• _Dataset records_:
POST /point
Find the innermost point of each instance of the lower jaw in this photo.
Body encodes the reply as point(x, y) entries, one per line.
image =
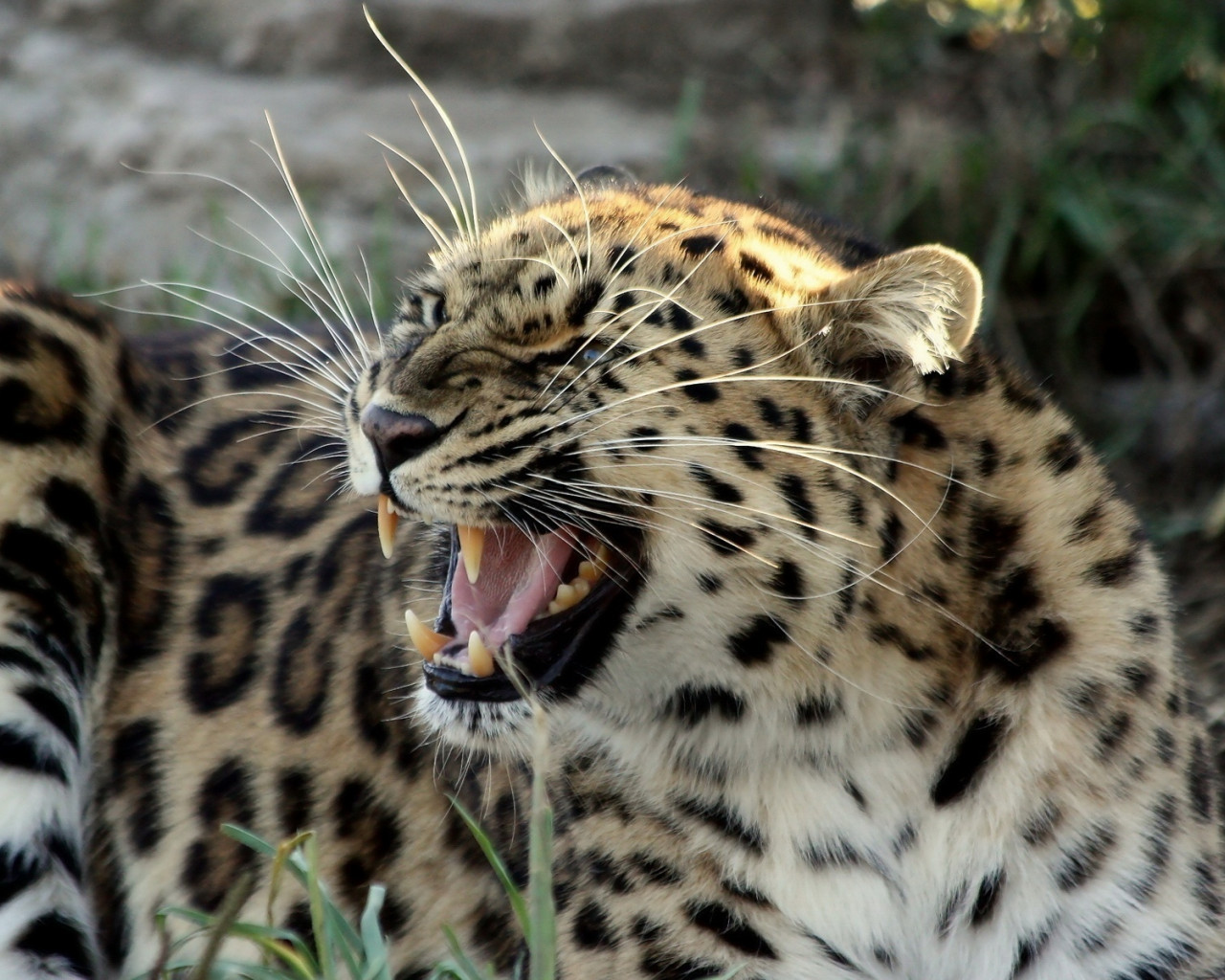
point(554, 661)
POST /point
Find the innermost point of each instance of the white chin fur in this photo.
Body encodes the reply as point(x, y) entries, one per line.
point(499, 727)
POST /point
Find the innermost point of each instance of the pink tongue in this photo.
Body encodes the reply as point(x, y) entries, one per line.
point(519, 577)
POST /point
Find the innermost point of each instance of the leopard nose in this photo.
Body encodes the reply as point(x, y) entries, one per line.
point(397, 436)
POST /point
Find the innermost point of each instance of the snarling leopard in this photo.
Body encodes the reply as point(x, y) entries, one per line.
point(849, 659)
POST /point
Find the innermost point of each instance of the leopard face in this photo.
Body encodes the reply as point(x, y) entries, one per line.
point(619, 410)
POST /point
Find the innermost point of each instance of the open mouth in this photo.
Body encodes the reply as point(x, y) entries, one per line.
point(522, 612)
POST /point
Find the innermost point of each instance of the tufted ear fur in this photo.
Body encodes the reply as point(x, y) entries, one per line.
point(922, 304)
point(550, 184)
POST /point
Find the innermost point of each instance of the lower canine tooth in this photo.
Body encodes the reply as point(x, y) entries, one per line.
point(480, 660)
point(427, 641)
point(472, 546)
point(388, 522)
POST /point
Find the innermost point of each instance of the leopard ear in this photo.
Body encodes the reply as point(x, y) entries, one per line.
point(922, 304)
point(605, 176)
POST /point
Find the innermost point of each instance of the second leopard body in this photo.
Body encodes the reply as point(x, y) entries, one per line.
point(873, 673)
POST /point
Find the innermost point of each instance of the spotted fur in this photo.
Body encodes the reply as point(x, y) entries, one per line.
point(893, 694)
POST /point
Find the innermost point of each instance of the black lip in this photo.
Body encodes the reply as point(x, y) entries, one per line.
point(556, 656)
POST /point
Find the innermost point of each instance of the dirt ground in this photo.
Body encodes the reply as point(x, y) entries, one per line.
point(104, 103)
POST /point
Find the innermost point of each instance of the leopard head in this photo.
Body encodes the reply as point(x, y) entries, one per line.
point(629, 411)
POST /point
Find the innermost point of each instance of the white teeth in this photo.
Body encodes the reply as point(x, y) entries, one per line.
point(571, 593)
point(388, 522)
point(427, 641)
point(472, 546)
point(480, 660)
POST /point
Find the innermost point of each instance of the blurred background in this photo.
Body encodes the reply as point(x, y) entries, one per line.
point(1075, 148)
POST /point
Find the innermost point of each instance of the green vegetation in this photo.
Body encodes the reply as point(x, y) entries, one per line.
point(1081, 162)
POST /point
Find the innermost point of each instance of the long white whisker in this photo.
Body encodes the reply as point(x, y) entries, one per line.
point(472, 209)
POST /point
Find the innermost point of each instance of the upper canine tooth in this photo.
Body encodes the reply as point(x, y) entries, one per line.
point(480, 660)
point(388, 522)
point(472, 546)
point(427, 641)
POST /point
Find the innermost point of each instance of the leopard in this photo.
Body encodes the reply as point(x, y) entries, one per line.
point(834, 646)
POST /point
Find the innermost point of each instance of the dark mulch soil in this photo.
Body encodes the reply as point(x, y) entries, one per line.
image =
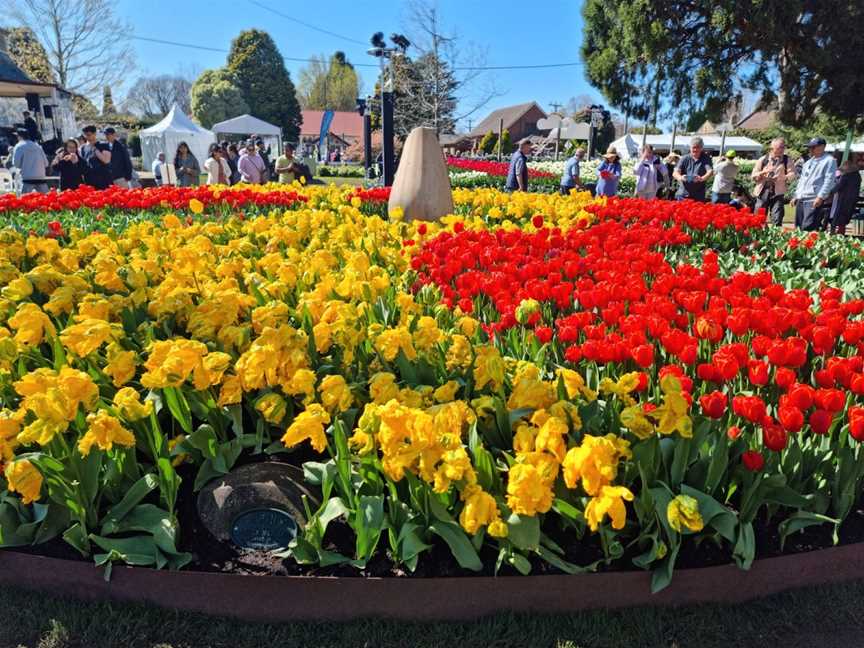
point(211, 555)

• _Exercise_: Copy every record above line for line, leaving out the pictures.

• _Result of the exercise_:
POST /point
Find the innermost point of each instance of the lower jaw in this photo.
Body encodes the reply as point(x, y) entries, one per line.
image =
point(554, 661)
POST /point
Find the innermost point of each instance of the white chin fur in this photo.
Body encodes the reply as point(x, y) entries, one per line.
point(499, 727)
POST /point
Find the innermost point of each instance of the pink tongue in this photo.
Body encodes the reply as point(x, y) entries, one per line.
point(519, 577)
POST /point
Find the innermost point of each instance of the leopard nose in this photo.
Body encodes the reply as point(x, y) entries, one per line.
point(397, 436)
POST /point
Find the innermost point of each instance of the snarling leopard in this photo.
Body encodes the reply as point(x, y) entries, one per line.
point(849, 659)
POST /point
Find the innermost point of each instance of the leopard face in this photo.
Body encodes the reply as point(x, y) entries, one per line.
point(619, 410)
POST /point
Find the innermost point of each instance of the open mouth in this photo.
Body encodes the reply as point(x, y) entries, one per line.
point(522, 612)
POST /point
Find the innermost point of each instance of the tufted ear fur in this photo.
Body encodes the reply as point(x, y) entries, one per line.
point(922, 304)
point(550, 184)
POST /point
Find the innermost point of each instance of the lower canine tooth in this photo.
Body encodes the reply as point(x, y) entries, one per line.
point(480, 660)
point(427, 641)
point(472, 546)
point(388, 522)
POST /point
Find the innermost point of each instance of the leopard ear in this photo.
Body encodes the reply as point(x, y) entries, one per line.
point(922, 304)
point(605, 176)
POST /point
Find the innermost point of each instance of the second leopard body in this photo.
Body encodes the reply as point(x, y) entries, one per line.
point(873, 673)
POST /point
Find the innermost point of each instance of the spotted fur in this photo.
Body encodes the reply as point(x, y) entries, one per line.
point(893, 694)
POST /point
Find the innermost point of each instance of the black lip in this photo.
Body encodes the reply as point(x, y) entries, one per line.
point(556, 656)
POST /point
Find the innermost point of each instance of the dirt ground in this photo.
Body encodes the reply as point(x, y) entries, one per line.
point(104, 103)
POST /point
Find the innermost point of each instance of the leopard head in this photo.
Body encodes the reply as point(x, y) entries, one per line.
point(629, 411)
POST /point
Find the innermost point of each instance of the white teeth in this photo.
Body encodes the reply as point(x, y) entries, one per line.
point(571, 593)
point(388, 522)
point(427, 641)
point(472, 546)
point(480, 660)
POST /point
Find the innermost point of each instance of the blurred background in this photo.
Body encodes the reply as point(x, y) entries, one per line.
point(1075, 148)
POST /point
Find the innermost point of each instance of the green vegetation in this photo.
Body encodes the reply as point(x, y) entries, one per line.
point(1081, 162)
POST /point
Find the innermost point of each instance of the long white whisker in this photo.
Body encodes the reply as point(x, y) entries, one per line.
point(472, 209)
POST /point
Find the innermost point of each instance of the upper canine tooth in this photo.
Body encodes the reply as point(x, y) entries, one per line.
point(480, 660)
point(388, 522)
point(472, 546)
point(427, 641)
POST /point
Find the innermost point of each instance of the leopard in this photo.
Body encodes the reply as point(x, y) entries, one per line.
point(834, 646)
POST /point
Find the innermost point of each instance of the dark mulch soil in this photo.
Body encodes the reply as point(x, y) entries, one per line.
image =
point(211, 555)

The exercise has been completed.